Could you repeat all of the entries below, character for character?
BEGIN DATASET EXTRACT
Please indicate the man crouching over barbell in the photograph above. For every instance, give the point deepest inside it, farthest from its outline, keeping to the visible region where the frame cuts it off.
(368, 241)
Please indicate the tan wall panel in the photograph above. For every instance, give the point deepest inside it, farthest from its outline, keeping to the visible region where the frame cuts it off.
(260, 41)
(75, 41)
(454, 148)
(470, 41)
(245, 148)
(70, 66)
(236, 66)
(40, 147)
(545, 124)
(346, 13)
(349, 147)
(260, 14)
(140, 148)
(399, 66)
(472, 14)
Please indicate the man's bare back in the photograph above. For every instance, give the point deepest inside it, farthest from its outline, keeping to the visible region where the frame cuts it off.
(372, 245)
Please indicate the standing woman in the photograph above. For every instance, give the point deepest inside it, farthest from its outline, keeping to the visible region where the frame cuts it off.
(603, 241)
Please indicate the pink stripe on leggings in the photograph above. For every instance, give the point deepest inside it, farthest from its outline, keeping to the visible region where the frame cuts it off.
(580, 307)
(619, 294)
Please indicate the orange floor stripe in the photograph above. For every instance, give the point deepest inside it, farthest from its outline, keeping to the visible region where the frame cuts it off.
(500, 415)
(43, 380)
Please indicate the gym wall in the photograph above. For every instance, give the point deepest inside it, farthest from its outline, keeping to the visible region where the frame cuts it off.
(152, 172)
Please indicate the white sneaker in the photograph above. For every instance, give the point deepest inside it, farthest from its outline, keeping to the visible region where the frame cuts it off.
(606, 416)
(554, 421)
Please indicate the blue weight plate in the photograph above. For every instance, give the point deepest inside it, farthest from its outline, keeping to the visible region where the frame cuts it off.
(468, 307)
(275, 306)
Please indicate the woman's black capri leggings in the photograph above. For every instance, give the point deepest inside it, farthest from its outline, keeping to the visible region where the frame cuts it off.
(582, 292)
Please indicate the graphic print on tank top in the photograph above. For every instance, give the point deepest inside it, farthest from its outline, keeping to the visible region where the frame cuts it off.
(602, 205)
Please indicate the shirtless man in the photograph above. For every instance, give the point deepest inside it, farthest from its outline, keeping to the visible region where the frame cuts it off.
END DATASET EXTRACT
* **WORKED SOLUTION**
Please indicate the man crouching over barbell in the photograph above. For every instance, give the point deepest inside it, farthest from its outline, keeping to the visible region where the frame cuts it off.
(368, 241)
Please indicate the tan wall panel in the photograph above. For every instance, give the point deepest inside it, farthest from its outline, keeping to the visible region where the frame cuts it off.
(260, 41)
(75, 41)
(454, 148)
(470, 41)
(245, 148)
(70, 66)
(236, 66)
(40, 147)
(545, 124)
(346, 13)
(349, 147)
(260, 14)
(140, 148)
(399, 66)
(472, 14)
Please indicate the man's bare back in the photograph above. For every instance, give the point deepest inside it, farthest from its outline, keeping to the visible region where the frame cuts it off.
(372, 245)
Please indicate the standing woman in the photograph above. For every instance, give the point deepest inside it, farthest from its outline, keeping to the visible region where the frame cuts it off.
(603, 241)
Please indicate the pink stripe on leggings in the photograph above. For every instance, give the point deepest inside it, farthest from its outline, keeping to the visible region where the frame cuts it off.
(580, 307)
(619, 294)
Please indicate the orange floor stripe in the photograph above. For every instance, give the point deepest inside it, farthest from its outline, keeping to the visible region where the frame cuts it off.
(500, 415)
(43, 380)
Please indicate the gym wall in the photograph above. For every instance, give the point deepest inside it, farthest from its outline, keeping to the visible region where the frame cuts it off.
(152, 172)
Please indicate the white sneaker in the photograph above. For every instance, give the point deepest inside it, farthest from its outline, keeping to the visible region where the frame cuts it off.
(606, 416)
(554, 421)
Please indicate the blue weight plate in the photograph above. For every instance, give the point deepest inside it, farthest from its outline, keeping to the visible region where the frame cuts it off.
(468, 307)
(275, 306)
Please indicate the woman's black capri leggings in the photograph above. For every instance, give the point deepest inside it, farthest from its outline, keeping to the visible region where the frame cuts it off.
(582, 292)
Please indicate the graphic print on tank top in the photograph above. For every instance, give the point deepest inside it, farthest from its outline, keeping to the visible region where the frame cuts it off.
(602, 205)
Please indicate the shirtless man in the photograph above. For every instance, give the point deepest inside it, farthest from its outline, keeping to the visible region where the frame cuts it off.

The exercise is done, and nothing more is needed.